CHALLENGE :: Reproduce the data below, replacing each occurrence of "this photo" with "this image" and leaving all other text unchanged. Leave the pictures out of your output.

DATA ROWS ::
────────────────────────────────────────

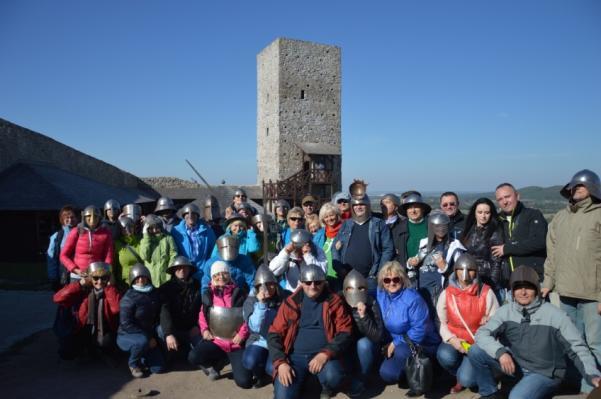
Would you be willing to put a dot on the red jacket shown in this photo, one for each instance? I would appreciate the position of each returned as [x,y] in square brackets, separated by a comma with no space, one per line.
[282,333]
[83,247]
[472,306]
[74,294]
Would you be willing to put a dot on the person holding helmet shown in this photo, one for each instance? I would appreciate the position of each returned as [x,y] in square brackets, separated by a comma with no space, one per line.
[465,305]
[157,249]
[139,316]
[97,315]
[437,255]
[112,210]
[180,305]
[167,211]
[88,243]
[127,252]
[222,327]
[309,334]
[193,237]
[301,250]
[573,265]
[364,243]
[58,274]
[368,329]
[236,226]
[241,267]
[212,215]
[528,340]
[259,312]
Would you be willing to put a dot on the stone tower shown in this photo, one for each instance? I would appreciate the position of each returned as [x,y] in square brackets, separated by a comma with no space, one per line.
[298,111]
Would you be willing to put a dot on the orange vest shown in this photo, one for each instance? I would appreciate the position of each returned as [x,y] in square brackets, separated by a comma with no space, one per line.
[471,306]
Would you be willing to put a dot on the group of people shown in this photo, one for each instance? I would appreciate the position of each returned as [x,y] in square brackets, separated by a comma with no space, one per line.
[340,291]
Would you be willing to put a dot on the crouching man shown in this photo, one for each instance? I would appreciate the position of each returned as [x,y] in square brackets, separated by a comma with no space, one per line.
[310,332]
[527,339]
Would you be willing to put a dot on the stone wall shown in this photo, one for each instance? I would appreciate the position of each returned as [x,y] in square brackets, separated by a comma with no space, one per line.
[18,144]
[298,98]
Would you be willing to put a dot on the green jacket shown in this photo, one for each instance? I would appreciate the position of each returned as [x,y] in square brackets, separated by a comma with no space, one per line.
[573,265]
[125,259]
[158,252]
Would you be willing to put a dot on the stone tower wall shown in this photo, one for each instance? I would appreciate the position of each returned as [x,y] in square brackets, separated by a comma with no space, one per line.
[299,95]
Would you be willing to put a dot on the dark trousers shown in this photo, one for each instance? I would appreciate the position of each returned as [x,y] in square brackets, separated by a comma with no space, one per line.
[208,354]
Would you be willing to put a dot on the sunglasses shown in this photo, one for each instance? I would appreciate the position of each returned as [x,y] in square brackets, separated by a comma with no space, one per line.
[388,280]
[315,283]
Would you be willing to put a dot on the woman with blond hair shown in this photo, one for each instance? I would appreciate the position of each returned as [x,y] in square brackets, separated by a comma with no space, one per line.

────────────────────────────────────────

SOLUTION TO THIS TASK ::
Would you be willing to put a dot on the red jacket shown in this image, one for each instance? I would appreciate the position of each returned as [x,y] in square brackets, separated by a comma with no space, one per line.
[282,333]
[83,247]
[472,306]
[74,294]
Would you be willing to put a dot on the person holding helmet shown in this image, one for each instance? I would appreciate the position of each returned as [x,y] in square brackets, separated by a comma with no space, one per line.
[465,305]
[157,249]
[139,316]
[97,315]
[437,255]
[112,210]
[180,305]
[167,211]
[88,243]
[127,252]
[222,327]
[309,334]
[193,237]
[301,250]
[573,265]
[364,243]
[58,274]
[368,329]
[236,226]
[241,267]
[212,215]
[528,340]
[259,312]
Would you be willing to put a dot on the stone tower shown in this image, one for each instance? I would appreciate the position of each returned as [x,y] in square brackets, separated by a comma with no space, one per line.
[298,111]
Would you be willing to put a dot on the orange vest shown in this image, one for each instance? I would appreciate the position of each returned as [x,y] in square brackets, separated by a comma with no space, one per line.
[471,306]
Would you be willing to put a dot on the group of people shown in this image, one for each instance? I would appreciate the position of each returned as [x,y] in square brackets, separated by a comma with no space, one per line.
[340,291]
Would you be willing to put a dot on the crouching man shown in this image, one for each instance? I would appreciate the position of each returned as [x,y] in square brackets, separated by a comma with no space, one per line.
[310,332]
[527,339]
Would you be willing to put a dot on the stone wall shown in this image, one for each instance? I would appreciate the position of each returned as [x,y] in square brackets, separated by a comma with no space, one per line.
[18,144]
[298,98]
Would you be willing to put a dot on the green jacket shown in this image, one for each instance? I would appreciate the position of each returned as [x,y] in square brackets, separated by a comma with no space, one per line.
[573,265]
[125,259]
[158,252]
Would you be willing to put a dot on the stone tower wall shown in this image, one for each instance? I would appreciate the position of each returned as [x,y] in square brackets, separated by a comma with no space, one per line.
[299,95]
Would you be willing to put a dot on the dark trousers shown in this image, one for each instance? I would appreciate the position of each returned as [x,y] in square brackets, separated by a comma with no space, one per line.
[208,354]
Would you be willing to put a dot on the sunglasses shown in this image, one for each instance? I would appreciate the position of each returned as [x,y] in square brackets, separated by a comma with no space, one per line.
[388,280]
[315,283]
Would you be willing to put a dot on the woman with blond hair shown in this image, one for each instance? I would appreciate the position of each returned as [x,y] in square brackets, separated by a comma with no space, one per line.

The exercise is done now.